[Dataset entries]

===

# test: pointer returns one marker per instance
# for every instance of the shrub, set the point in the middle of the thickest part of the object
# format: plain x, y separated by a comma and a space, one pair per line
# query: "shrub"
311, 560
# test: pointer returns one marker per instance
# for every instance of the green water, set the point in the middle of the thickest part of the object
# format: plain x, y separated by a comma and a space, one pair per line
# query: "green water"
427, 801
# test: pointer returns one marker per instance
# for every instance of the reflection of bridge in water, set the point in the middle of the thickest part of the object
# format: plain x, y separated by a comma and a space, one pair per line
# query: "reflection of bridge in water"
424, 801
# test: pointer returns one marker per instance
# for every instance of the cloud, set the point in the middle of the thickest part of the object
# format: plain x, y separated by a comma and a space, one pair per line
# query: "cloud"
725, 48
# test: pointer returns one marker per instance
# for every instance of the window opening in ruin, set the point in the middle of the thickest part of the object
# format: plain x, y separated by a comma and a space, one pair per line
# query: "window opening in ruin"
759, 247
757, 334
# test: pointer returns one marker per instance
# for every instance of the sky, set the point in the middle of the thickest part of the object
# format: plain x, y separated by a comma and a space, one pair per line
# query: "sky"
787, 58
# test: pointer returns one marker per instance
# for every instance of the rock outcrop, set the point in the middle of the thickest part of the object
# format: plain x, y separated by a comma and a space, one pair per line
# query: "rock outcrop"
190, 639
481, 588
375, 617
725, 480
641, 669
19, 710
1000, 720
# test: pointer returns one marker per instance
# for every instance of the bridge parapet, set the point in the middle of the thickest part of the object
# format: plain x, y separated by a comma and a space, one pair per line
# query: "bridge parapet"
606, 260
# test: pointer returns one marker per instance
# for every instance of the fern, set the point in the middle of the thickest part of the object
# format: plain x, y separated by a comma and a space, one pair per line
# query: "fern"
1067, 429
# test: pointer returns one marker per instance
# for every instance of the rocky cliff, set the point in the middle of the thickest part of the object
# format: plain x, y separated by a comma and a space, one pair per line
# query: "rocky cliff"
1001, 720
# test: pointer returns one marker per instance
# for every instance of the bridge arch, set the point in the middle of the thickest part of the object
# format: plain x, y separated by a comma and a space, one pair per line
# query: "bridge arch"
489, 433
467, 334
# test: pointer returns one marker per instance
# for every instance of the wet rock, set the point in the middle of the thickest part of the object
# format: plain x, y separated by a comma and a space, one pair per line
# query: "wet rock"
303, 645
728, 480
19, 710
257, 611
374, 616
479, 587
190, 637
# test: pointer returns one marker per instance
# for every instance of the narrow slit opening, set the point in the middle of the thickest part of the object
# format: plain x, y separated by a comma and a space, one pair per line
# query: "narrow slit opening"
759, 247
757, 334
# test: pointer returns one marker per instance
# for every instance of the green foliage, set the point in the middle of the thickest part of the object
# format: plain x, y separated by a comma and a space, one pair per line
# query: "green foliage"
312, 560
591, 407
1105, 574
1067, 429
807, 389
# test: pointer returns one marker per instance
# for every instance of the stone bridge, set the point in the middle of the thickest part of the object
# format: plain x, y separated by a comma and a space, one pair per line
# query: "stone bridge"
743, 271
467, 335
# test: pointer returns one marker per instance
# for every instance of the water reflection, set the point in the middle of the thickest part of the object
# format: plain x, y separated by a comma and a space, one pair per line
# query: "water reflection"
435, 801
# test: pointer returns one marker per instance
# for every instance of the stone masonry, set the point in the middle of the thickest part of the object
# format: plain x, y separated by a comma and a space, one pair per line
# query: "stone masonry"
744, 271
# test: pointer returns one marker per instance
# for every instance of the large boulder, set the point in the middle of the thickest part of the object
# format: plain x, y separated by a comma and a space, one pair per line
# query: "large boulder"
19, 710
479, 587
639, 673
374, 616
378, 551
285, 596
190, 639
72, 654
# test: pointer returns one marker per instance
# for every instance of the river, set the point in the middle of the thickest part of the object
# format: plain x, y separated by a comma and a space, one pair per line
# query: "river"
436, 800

===

SHORT TASK >>
Every entry should be printed again exactly as written.

FINISHED EXERCISE >>
# test: pointer returns one marker per instance
# for every instance of the shrub, set the point in the middle of the thickest part of the object
# format: plain x, y separated by a comma and a space, one pair per line
# query: "shrub"
311, 560
# test: pointer returns one marker per instance
# for every instance of the green water, set the point in the middle of the thickest part of the object
# format: plain x, y separated by a comma and a space, one pair per line
# query: "green water"
427, 801
# test: pointer returns one marker per instance
# for every instance of the reflection of bridge in water, set the point in the middle of the thickest part of the object
# format: plain x, y separated by a comma and a space, one pair per line
# query: "reflection of bridge in water"
424, 801
# test: pointer returns one marker per instance
# for every instance of the cloud, set the point in the middle of the thickest part of the object
# format: plain x, y separated by a comma and a space, one pair per line
# query: "cloud"
725, 48
# test: pointer returns one marker per instance
# for every instance of the window opening in ruin, set the point in the middle of the thickest part of the object
# format: plain x, y separated by a comma and a space, one pair per line
# query: "window opening in ruin"
759, 247
757, 334
# test: pointer returns one marker per instance
# for every instance of the sky, set the point in the middle of the thickest part of the object
# format: plain x, y separated by a comma and a space, one pair per line
# query: "sky"
787, 58
# test: pointer returns one marker per instance
# for every instance of the rock outcrop, set the point in the middle of the thickest part of the object
# format: plain x, y separated by a comma and a space, one pair per line
# query: "rock outcrop"
190, 639
481, 588
375, 617
725, 480
641, 669
19, 710
1000, 720
# test: pointer returns one marker per instance
# for every instance of the bridge parapet, set the point in the middle of the thickest part of the object
# format: plain x, y separated by a comma and a space, one pair per line
# query: "bridge parapet"
606, 260
# test: pointer returns one marker per instance
# for every instance of the fern, set the point in the middle of the thickest part of the object
# format: plain x, y separated by a comma and a space, one pair per line
# query: "fern"
1067, 429
# test: pointer returns one marker per instance
# for every instance of the rocky cliff, set the point in the middle of the thickest part of the object
# format: plain x, y separated by a comma and a space, one pair per line
# query: "rocky cliff"
1001, 720
# test: pointer returns one marker per instance
# for every instance of the bridge arch, set the point in the middle of the thickest part of the object
# format: plain x, y separated by a comma and a space, one pair per line
# query: "bridge arch"
489, 433
467, 334
# test: pointer returns one marker per instance
# for every instance of the wet rock, set the point in the middle of the thickest part of the object
# format: plain x, y separated by a comma and a space, one pair per line
# query: "wet rock"
303, 645
728, 480
19, 710
257, 611
374, 616
479, 587
190, 637
# test: pointer returns one marker per instance
# for every instance of the narrow slit opening, set the point in the middle of the thickest part of the object
# format: plain x, y separated by a comma and a space, one pair per line
# query: "narrow slit opening"
759, 247
757, 334
# test: pointer returns one marker per instance
# for every instance of the green foliage, set the point in the middle of the thickest part of the object
# format: plain x, y separated by a comma and a space, one pair per line
# query: "green foliage"
312, 560
591, 407
1105, 574
1067, 429
807, 389
# test: pointer returns one marker per instance
# for every instance of the stone bridge, set the point in the middle of the thickest part of the object
# format: plain x, y separated by a comma and a space, one pair per line
# query: "stone bridge"
743, 271
467, 335
# test: pointer returns one marker per instance
# for every instance of the water reflection, set the point in the middle of the thickest part of the object
# format: plain x, y separated by a comma and a space, one pair per line
# query: "water reflection"
435, 801
# test: pointer returns one marker per instance
# for every instance of the stone masonry, set the point in the middle of the thickest part of the object
# format: plain x, y separated by a comma and a space, one pair per line
# query: "stone masonry"
744, 271
# test: pointer returns one marker per instance
# for every instance of the large boulder, set the point in the middle of the thickest part of the object
# format: plain x, y separated by a comma and a space, one pair per line
# query: "large boulder"
19, 710
479, 587
639, 673
374, 616
378, 551
285, 596
190, 639
72, 654
# test: pointer returns one marker per instance
# for every instance of the river, set the point in the middle of the thickest part of the object
# format: plain x, y separated by a comma and a space, one pair per line
# query: "river"
436, 800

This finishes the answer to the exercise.